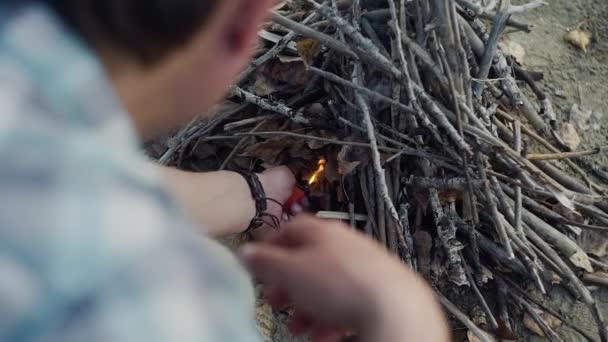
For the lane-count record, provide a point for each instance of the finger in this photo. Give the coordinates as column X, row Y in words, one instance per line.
column 300, row 324
column 277, row 298
column 297, row 209
column 302, row 230
column 326, row 334
column 268, row 263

# EXERCISE DIRECTIONS
The entries must be repeated exactly. Leave the images out.

# ANSWER SPACE
For the lane-count record, provide a point for each instance of the finger in this photo. Give the coordinates as column X, row Y in words, one instance per line.
column 300, row 324
column 277, row 298
column 297, row 209
column 302, row 230
column 326, row 334
column 268, row 263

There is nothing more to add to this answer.